Activity |
Below are lines of data; restate word for word those running from the line containing "<point>143,674</point>" to the line containing "<point>625,256</point>", inclusive, and no others.

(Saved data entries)
==*==

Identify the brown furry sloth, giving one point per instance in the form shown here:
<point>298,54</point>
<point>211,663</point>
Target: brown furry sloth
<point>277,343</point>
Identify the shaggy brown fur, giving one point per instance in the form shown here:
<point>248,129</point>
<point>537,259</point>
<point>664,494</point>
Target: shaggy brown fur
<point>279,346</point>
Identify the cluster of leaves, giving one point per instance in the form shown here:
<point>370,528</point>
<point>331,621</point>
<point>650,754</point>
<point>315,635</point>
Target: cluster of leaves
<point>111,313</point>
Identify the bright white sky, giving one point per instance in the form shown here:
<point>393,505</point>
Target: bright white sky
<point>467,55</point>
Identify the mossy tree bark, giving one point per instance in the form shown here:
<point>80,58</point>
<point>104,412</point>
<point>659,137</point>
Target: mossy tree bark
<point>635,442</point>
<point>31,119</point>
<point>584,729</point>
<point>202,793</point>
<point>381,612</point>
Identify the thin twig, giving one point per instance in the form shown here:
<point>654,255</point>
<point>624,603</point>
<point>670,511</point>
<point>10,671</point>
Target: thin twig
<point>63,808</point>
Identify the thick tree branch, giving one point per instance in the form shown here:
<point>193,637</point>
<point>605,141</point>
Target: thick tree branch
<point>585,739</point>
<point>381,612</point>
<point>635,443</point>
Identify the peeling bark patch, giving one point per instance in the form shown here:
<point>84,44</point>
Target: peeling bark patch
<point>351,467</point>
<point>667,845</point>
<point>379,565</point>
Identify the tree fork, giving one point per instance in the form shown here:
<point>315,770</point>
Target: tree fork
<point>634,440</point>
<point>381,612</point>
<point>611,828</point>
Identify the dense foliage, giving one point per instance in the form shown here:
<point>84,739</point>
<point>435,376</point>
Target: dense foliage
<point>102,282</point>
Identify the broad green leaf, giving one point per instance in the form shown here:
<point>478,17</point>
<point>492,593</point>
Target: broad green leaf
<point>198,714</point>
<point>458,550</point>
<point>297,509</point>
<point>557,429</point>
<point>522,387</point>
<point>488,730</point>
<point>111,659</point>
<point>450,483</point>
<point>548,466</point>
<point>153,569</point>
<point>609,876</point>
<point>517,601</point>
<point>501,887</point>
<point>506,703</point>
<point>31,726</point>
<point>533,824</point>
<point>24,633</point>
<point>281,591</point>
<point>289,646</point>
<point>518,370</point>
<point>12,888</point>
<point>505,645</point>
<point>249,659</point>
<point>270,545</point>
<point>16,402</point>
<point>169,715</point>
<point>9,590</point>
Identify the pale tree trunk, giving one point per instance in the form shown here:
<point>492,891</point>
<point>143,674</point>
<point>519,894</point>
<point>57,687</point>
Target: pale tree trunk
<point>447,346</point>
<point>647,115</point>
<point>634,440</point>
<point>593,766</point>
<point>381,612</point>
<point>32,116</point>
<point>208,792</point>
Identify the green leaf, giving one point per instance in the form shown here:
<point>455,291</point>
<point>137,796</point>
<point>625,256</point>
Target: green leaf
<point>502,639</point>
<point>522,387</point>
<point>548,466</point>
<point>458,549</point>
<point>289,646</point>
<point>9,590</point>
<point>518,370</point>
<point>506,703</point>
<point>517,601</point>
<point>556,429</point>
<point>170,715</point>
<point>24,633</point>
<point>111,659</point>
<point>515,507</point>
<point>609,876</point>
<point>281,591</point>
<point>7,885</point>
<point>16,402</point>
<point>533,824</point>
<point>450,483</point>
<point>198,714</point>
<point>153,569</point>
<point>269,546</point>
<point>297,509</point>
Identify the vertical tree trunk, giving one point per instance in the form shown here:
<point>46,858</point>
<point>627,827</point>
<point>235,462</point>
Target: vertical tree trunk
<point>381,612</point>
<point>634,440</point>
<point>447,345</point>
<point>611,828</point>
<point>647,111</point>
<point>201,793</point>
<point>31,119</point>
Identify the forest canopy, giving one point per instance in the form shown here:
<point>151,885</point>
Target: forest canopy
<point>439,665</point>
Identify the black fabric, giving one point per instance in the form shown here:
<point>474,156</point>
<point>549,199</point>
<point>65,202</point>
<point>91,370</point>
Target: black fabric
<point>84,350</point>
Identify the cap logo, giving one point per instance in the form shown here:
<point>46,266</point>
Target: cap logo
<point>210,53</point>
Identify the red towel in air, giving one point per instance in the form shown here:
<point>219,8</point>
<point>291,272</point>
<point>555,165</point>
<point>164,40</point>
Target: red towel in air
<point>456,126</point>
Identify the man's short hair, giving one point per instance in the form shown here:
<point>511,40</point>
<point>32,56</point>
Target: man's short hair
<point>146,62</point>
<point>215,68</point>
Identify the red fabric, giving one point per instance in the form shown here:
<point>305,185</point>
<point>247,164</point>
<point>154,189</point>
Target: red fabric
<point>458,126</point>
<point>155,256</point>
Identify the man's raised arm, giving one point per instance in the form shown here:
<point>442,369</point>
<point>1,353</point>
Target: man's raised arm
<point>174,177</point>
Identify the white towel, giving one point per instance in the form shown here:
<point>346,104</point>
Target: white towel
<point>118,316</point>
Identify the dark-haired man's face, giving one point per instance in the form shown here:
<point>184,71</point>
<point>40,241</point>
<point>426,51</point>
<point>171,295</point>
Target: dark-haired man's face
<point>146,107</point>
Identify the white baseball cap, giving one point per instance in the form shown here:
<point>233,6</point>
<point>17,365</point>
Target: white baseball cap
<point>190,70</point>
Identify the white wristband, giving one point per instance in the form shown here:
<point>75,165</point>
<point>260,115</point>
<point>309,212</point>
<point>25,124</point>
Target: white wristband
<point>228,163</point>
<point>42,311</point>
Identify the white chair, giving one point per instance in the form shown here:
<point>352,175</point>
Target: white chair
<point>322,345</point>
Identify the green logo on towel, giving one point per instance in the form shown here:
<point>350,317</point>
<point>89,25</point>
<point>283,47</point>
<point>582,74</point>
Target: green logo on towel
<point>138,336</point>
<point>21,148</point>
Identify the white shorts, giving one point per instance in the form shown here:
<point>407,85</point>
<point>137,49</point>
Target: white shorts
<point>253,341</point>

==*==

Answer space |
<point>143,674</point>
<point>519,894</point>
<point>57,687</point>
Target: pale tree trunk
<point>447,346</point>
<point>647,115</point>
<point>634,440</point>
<point>593,766</point>
<point>381,612</point>
<point>32,116</point>
<point>208,792</point>
Identify the green leaf, giving one point per instance in the form shown here:
<point>455,291</point>
<point>137,796</point>
<point>625,256</point>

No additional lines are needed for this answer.